→ Written problem A: List every seepage flow rate in the seepage analysis text that is expressed in m3/d, written as the text gives it.
→ Written problem B: Repeat word for word the portion of the seepage analysis text starting at "This phenomenon can" and ending at "the void lens.".
[Start of Text]
Meanwhile, the presence of the tailings clay lens reduces the local seepage velocity within the dam body. Water circumvents the edges of the lens, creating an area of low flow velocity within it. When the height-to-width ratio of the lens exceeds 1:8, it begins to influence the overall seepage of the dam, forming a "ㄑ" shaped zone of reduced seepage within the dam body. As the height-to-width ratio of the lens continues to increase, the seepage velocity initially decreases before rising again. At a height-to-width ratio of 1:12, it reaches its minimum value of +2.92351e-002m/d, gradually increasing to +3.35520e-002m/d (when the lens extends to the dam slope).
This phenomenon can be attributed to several factors. Firstly, the tailings clay lens’s low permeability and high water retention capacity hinder the upward seepage of water, causing water to accumulate within the lens and form new seepage surfaces. This reduces the rate of downward seepage, leading to bypass flow and elevating the seepage line. As the tailings clay lens approaches the dam slope, the original seepage channels along the slope are disrupted, resulting in increased water pressure at the upper part of the lens and subsequent water seeping. Secondly, the presence of the void lens accelerates the seeping rate of water, creating a seepage gradient between the void zone and its surroundings and facilitating the flow of surrounding fluid toward the void zone. As the seepage surface of the slope rises, a significant seepage gradient forms at the location of the void lens.
3.2 Seepage flow analysis
As depicted in Fig 6, in the absence of any lens, water primarily seeps from the slope of the dam at a position located at two-thirds of the slope length from the bottom of the dam toe, with a maximum seepage flow rate of 9.60398e-003m3/d.
When the height-to-width ratio of the tailings clay lens is less than 1:12, the seeping position along the dam slope is identical to that of the model without a lens. However, the seepage flow is concentrated around the edges of the void lens C2 and at the base of the dam, with a peak rate of seepage flow at 1.35981e-002m3/d. Upon reaching a height-to-width ratio of 1:12 for the tailings clay lens, its continued extension toward the slope gradually shifts the seeping position along the slope closer to the dam base. Consequently, the seepage flow steadily increases, eventually forming a "U" shaped seepage surface. When the tailings clay lens extends to the outer slope of the dam, water forms a seepage surface on both sides of the void lens on the dam slope. At this stage, the rate of seepage flow is 1.37845e-002m3/d, slightly lower than the maximum rate of 1.38036e-002m3/d at a height-to-width ratio of 1:15.
[End of Text]
[Start of Data rows]
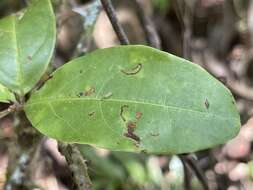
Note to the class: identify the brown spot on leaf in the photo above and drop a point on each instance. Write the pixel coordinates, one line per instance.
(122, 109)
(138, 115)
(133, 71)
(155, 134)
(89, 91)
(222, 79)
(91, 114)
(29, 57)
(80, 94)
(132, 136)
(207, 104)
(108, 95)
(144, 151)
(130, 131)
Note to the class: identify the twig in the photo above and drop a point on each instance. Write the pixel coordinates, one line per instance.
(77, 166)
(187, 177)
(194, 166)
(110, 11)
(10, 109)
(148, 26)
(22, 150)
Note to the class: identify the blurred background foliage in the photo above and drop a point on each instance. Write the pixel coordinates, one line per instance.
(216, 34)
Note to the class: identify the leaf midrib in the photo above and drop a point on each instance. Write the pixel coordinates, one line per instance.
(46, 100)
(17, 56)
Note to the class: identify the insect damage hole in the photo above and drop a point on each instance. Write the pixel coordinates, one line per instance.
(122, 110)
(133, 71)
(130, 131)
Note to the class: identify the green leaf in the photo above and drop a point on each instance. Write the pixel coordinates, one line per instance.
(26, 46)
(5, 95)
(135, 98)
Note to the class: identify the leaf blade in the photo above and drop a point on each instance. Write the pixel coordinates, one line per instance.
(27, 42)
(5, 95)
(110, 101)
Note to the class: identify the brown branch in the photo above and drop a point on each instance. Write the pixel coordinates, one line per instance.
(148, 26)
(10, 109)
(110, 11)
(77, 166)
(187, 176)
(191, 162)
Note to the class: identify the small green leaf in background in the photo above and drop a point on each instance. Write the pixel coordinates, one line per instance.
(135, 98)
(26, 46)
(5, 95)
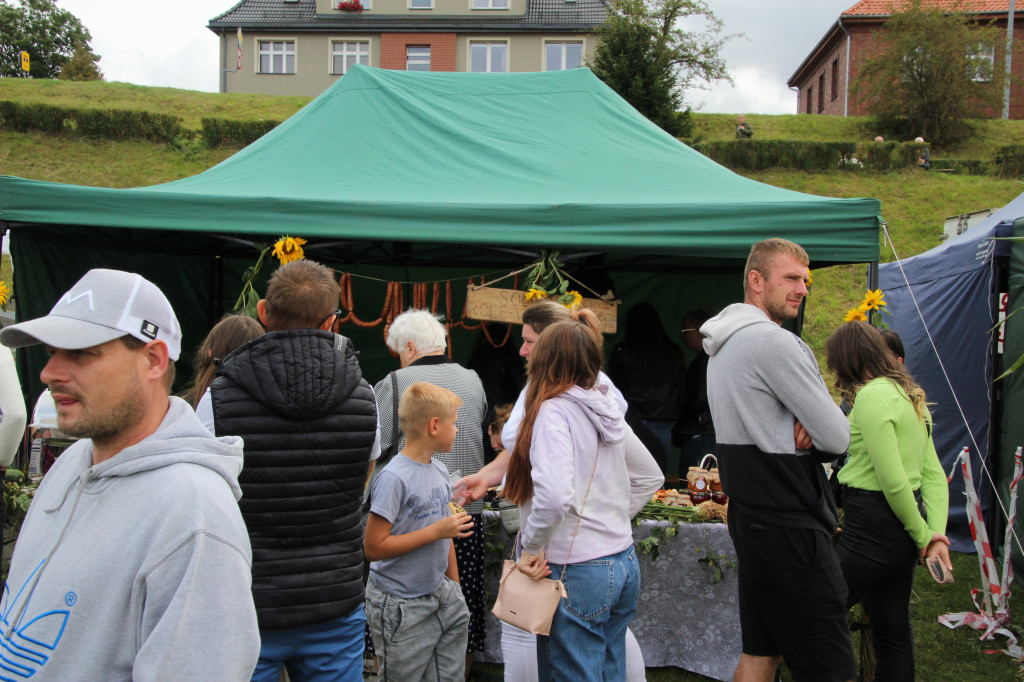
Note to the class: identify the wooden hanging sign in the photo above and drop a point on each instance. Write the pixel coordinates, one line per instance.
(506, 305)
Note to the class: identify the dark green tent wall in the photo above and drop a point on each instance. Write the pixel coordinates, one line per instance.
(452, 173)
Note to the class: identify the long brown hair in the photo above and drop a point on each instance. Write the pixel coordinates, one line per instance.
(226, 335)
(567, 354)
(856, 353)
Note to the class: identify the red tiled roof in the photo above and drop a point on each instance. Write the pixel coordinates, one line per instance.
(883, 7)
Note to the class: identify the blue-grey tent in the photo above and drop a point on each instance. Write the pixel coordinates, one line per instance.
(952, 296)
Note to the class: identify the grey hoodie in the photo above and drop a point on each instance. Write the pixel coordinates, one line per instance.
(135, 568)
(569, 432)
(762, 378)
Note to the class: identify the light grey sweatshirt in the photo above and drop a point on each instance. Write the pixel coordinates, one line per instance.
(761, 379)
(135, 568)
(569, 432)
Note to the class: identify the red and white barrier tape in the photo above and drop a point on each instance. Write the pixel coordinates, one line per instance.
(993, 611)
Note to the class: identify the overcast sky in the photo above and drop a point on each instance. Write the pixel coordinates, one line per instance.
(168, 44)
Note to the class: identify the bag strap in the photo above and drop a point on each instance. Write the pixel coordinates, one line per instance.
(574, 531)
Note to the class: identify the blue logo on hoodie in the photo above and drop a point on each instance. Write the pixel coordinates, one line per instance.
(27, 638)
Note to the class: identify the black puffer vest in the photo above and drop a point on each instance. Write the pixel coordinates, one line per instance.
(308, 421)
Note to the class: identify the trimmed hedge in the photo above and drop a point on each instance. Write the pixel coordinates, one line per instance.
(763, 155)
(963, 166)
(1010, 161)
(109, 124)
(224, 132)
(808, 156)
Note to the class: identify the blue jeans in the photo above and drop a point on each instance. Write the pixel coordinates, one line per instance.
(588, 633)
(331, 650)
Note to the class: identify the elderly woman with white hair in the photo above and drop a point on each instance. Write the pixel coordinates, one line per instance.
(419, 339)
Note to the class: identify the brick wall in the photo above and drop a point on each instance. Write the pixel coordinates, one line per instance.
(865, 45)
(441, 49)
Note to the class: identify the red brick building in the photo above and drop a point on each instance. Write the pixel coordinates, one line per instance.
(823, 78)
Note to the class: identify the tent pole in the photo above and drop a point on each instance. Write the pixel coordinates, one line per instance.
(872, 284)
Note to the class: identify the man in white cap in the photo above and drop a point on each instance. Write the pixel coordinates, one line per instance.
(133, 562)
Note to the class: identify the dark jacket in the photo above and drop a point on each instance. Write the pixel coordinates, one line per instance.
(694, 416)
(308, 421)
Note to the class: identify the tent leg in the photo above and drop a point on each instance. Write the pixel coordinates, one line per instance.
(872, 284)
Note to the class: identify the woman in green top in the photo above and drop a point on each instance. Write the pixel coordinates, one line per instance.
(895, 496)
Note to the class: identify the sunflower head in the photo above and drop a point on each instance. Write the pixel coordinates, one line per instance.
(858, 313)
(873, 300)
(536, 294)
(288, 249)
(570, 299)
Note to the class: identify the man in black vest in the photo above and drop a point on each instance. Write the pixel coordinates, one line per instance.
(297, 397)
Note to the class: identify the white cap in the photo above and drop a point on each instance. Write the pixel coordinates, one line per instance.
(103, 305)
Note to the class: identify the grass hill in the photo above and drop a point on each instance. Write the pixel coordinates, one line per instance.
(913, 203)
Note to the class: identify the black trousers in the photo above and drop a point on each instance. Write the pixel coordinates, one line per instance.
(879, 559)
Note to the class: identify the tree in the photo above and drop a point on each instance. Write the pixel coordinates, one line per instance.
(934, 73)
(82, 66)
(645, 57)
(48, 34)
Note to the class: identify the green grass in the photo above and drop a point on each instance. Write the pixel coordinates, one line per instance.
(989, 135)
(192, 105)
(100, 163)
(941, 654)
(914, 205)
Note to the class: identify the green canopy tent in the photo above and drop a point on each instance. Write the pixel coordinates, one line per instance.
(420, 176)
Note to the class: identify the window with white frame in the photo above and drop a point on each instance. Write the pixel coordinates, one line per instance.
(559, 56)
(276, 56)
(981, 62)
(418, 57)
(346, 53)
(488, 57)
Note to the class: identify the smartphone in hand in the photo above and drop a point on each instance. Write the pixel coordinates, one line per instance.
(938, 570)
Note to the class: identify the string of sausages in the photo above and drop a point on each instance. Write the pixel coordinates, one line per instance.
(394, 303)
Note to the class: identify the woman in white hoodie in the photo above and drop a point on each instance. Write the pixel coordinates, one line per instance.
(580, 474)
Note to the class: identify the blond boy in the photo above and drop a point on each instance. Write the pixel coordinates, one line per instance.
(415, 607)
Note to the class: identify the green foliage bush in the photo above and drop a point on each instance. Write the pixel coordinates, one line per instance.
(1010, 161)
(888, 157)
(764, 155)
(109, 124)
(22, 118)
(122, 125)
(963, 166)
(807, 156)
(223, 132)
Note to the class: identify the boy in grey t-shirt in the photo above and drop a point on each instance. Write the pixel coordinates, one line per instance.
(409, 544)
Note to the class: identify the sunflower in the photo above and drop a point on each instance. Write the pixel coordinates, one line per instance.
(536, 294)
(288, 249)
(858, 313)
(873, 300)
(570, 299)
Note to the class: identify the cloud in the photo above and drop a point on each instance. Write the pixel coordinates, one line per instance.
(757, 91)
[End of Data rows]
→ Complete answer A:
9.60398e-003m3/d
1.35981e-002m3/d
1.37845e-002m3/d
1.38036e-002m3/d

→ Complete answer B:
This phenomenon can be attributed to several factors. Firstly, the tailings clay lens’s low permeability and high water retention capacity hinder the upward seepage of water, causing water to accumulate within the lens and form new seepage surfaces. This reduces the rate of downward seepage, leading to bypass flow and elevating the seepage line. As the tailings clay lens approaches the dam slope, the original seepage channels along the slope are disrupted, resulting in increased water pressure at the upper part of the lens and subsequent water seeping. Secondly, the presence of the void lens accelerates the seeping rate of water, creating a seepage gradient between the void zone and its surroundings and facilitating the flow of surrounding fluid toward the void zone. As the seepage surface of the slope rises, a significant seepage gradient forms at the location of the void lens.